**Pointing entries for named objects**
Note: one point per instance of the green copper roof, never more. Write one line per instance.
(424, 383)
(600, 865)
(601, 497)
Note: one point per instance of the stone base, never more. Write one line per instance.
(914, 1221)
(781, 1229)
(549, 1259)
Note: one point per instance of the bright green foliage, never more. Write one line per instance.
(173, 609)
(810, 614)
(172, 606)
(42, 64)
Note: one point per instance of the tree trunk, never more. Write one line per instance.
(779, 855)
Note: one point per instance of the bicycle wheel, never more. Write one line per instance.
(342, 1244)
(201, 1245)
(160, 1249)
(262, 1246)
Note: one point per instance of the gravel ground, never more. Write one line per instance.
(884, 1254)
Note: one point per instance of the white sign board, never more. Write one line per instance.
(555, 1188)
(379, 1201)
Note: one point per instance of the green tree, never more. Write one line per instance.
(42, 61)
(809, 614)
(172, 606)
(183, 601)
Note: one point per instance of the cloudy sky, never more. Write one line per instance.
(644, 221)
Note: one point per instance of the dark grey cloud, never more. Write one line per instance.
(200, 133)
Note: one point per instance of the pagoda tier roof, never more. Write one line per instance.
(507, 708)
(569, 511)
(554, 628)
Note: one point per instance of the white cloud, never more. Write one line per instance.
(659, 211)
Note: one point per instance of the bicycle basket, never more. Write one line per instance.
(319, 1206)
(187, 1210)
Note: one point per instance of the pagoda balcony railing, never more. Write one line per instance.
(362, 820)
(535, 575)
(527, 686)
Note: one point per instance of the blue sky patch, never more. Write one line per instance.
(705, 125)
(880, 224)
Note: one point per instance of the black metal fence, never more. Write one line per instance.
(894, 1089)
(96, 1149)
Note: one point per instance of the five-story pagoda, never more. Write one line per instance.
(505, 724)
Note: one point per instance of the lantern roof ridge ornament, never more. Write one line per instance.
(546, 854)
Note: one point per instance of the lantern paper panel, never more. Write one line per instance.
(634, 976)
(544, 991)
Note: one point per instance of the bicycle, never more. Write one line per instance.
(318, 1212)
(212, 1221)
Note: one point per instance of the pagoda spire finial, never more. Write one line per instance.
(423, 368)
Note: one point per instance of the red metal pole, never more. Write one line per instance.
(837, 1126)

**SHORT PROBLEM**
Copy all of the data above line for line, changing nothing.

**RESULT OF THE TASK**
Note: one point per instance of the green copper roof, never more. Write one line per instance.
(424, 383)
(600, 865)
(601, 497)
Note: one point per instance of the stone base, never more. Write one line per instance.
(914, 1221)
(781, 1229)
(549, 1259)
Note: one point per instance of the bright green foliage, never more. Write one line per instance.
(173, 609)
(810, 614)
(172, 606)
(42, 64)
Note: one point per instance of the tree trunk, never more. Write one line per instance.
(779, 855)
Note: one point per instance of the bicycle wheel, never more. Write one line per instance.
(342, 1244)
(201, 1245)
(160, 1249)
(262, 1246)
Note: one point per instance of the gravel ground, never more. Write one line per instance.
(884, 1254)
Note: one point per instance of the white sign board, never more. Write one line per instance.
(555, 1188)
(379, 1201)
Note: one point per instance of the green tree, never more. Write one line per instance.
(42, 61)
(809, 614)
(172, 606)
(183, 601)
Note: one point per instance of the cloudy sky, never more. Write one line per instance.
(644, 221)
Note: one point per instance of the dark grey cloud, never more. Write one line per instance.
(200, 133)
Note: one point per instance of the pagoda tier roof, never more. Write one line per instance.
(507, 708)
(569, 511)
(554, 628)
Note: one point per instance of the white cloud, never more. Write one line per instance.
(659, 211)
Note: one point per instance of the bicycle basket, never more. Write one line per instance.
(319, 1206)
(187, 1210)
Note: one point per instance of the pagoda balcony railing, never more. Write one line per instance.
(362, 820)
(535, 575)
(527, 686)
Note: one point per instance of the blue sky patch, never more. Write one line per instance.
(705, 125)
(880, 224)
Note: one point per instance of the black metal fence, never more. Write one line per instance.
(894, 1089)
(96, 1149)
Note: one point per instance of the five-story pagoda, never more. Write one line per instance.
(505, 724)
Note: one point per instance of the lantern roof ridge ornament, never more. Write one line per instance.
(546, 854)
Note: one point per instance of the lantern paper panel, never more. Write one line per instance.
(634, 976)
(544, 991)
Note: one point per instance of the bicycle, never more. Write one line per instance.
(318, 1212)
(212, 1221)
Note: one point per instance of the pagoda spire finial, never more. Write one line per instance.
(423, 368)
Note: one point per instance of the red metal pole, never more. Write one line per instance.
(837, 1126)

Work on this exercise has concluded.